Find all lines in the listing that include the word "floor", then copy them.
━━━━━━
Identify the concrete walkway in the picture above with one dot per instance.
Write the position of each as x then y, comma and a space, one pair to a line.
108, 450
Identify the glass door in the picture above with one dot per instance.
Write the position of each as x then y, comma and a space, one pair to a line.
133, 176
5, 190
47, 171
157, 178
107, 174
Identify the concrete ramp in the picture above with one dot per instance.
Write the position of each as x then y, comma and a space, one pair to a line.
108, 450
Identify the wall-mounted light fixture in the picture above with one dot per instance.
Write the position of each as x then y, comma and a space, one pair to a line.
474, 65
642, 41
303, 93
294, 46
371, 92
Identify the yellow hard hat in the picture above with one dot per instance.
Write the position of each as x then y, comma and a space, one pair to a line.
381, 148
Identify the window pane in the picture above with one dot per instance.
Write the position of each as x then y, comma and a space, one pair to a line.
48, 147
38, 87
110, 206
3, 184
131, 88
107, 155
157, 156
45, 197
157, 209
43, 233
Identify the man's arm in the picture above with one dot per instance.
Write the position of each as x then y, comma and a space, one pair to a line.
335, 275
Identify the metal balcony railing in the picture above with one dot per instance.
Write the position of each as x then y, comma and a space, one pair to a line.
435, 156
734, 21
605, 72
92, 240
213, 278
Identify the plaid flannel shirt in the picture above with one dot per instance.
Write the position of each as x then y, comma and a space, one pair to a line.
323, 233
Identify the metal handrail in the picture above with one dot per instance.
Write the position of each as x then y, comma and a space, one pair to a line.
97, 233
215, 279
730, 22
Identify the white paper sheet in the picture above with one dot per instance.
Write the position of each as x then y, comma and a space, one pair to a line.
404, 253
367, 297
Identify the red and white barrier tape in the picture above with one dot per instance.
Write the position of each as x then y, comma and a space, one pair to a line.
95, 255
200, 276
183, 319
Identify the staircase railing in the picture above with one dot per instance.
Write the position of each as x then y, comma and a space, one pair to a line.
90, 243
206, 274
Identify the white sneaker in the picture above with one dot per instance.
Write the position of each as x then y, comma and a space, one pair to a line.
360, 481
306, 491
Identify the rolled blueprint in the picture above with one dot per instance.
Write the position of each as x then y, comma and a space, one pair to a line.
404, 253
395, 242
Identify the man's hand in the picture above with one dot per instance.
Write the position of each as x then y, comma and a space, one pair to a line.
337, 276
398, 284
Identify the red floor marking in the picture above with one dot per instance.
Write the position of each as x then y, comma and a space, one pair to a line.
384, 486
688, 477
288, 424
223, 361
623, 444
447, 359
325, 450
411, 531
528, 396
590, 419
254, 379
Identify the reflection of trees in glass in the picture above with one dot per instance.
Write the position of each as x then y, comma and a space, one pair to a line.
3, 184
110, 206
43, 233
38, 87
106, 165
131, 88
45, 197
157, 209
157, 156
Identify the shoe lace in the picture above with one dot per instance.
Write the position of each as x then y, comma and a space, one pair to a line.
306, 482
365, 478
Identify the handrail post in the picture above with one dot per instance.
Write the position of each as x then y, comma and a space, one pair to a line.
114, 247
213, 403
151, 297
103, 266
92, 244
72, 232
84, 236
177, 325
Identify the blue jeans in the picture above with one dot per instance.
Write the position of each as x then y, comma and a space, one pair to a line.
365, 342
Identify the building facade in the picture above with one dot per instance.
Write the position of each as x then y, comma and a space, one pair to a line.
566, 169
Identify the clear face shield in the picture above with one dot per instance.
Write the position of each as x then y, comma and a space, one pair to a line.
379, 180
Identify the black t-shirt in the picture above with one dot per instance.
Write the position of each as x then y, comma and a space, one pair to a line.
━━━━━━
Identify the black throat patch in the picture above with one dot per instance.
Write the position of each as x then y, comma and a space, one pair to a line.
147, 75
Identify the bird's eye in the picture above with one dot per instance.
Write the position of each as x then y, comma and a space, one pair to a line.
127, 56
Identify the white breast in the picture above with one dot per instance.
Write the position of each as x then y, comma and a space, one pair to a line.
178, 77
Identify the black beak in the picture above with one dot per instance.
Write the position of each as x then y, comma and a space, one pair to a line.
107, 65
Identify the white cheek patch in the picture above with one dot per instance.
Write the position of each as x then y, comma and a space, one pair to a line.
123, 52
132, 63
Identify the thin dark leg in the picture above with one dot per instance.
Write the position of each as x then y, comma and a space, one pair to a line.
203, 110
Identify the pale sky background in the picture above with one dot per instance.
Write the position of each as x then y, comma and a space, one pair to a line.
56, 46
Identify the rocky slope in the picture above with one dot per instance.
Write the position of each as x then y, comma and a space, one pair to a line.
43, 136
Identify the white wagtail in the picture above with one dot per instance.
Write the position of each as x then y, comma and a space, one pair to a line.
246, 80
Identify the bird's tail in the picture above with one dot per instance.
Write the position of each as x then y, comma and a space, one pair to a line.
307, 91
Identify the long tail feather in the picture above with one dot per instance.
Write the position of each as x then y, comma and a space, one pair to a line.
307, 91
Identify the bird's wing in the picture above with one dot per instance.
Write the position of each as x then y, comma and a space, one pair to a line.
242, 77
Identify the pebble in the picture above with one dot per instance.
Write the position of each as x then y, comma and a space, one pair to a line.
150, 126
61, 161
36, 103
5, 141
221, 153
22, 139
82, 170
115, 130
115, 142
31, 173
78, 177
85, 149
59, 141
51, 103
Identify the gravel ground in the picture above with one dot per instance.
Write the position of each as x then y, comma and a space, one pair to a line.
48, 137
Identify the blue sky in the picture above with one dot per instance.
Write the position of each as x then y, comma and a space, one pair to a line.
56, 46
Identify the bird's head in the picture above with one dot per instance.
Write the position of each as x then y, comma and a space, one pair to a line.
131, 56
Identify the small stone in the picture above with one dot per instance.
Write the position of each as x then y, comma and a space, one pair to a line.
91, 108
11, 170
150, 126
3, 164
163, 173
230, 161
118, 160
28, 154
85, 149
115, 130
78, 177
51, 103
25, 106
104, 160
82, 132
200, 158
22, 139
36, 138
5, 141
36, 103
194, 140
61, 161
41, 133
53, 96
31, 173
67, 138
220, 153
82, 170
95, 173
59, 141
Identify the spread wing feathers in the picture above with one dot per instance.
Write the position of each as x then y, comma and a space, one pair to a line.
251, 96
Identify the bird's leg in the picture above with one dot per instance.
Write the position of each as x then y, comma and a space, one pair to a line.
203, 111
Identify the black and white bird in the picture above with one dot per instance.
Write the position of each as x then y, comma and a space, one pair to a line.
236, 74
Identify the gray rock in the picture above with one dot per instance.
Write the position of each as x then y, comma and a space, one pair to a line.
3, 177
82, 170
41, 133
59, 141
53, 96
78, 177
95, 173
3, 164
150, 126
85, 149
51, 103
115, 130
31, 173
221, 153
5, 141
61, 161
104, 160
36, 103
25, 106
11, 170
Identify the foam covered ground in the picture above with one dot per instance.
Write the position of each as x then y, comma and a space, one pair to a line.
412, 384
━━━━━━
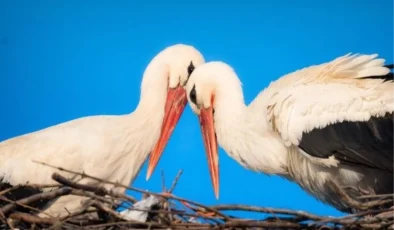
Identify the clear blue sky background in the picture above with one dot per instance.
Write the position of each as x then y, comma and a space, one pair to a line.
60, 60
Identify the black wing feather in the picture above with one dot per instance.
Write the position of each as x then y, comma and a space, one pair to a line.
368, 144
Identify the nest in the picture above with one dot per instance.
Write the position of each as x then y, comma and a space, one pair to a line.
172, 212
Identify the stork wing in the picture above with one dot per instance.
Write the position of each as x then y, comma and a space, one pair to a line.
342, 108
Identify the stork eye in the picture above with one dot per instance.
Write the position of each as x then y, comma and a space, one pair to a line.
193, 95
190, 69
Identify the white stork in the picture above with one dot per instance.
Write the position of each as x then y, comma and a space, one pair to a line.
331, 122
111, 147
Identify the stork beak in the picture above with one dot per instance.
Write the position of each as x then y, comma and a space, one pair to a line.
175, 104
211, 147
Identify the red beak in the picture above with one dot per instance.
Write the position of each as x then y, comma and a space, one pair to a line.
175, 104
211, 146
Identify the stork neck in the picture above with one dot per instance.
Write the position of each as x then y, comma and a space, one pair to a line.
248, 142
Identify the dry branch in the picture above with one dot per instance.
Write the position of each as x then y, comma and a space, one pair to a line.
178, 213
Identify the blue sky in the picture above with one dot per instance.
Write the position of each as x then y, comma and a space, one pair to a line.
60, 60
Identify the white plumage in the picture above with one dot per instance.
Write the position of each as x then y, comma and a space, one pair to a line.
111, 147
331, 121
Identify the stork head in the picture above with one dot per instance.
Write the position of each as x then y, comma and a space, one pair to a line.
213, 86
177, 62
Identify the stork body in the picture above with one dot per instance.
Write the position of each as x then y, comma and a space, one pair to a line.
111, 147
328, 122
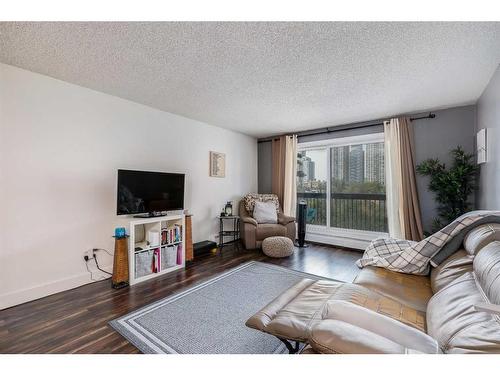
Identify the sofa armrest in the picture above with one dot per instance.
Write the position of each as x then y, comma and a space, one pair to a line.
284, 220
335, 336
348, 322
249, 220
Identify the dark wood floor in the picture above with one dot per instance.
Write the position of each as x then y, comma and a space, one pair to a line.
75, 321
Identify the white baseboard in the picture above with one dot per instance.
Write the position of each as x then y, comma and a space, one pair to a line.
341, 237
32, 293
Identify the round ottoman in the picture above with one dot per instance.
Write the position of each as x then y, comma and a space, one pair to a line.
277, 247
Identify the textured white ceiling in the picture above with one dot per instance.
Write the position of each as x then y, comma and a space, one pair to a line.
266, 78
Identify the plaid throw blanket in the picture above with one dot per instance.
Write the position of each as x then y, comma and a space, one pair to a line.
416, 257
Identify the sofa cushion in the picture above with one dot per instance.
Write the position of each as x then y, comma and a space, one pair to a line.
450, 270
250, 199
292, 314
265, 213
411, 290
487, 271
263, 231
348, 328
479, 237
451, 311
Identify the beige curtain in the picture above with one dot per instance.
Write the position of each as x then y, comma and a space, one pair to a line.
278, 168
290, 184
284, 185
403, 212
━━━━━━
-- The completed task --
Identify the red floor marking in the picture above with one dot per instance.
Identify the dark wood floor in the picture above with one dot per instance.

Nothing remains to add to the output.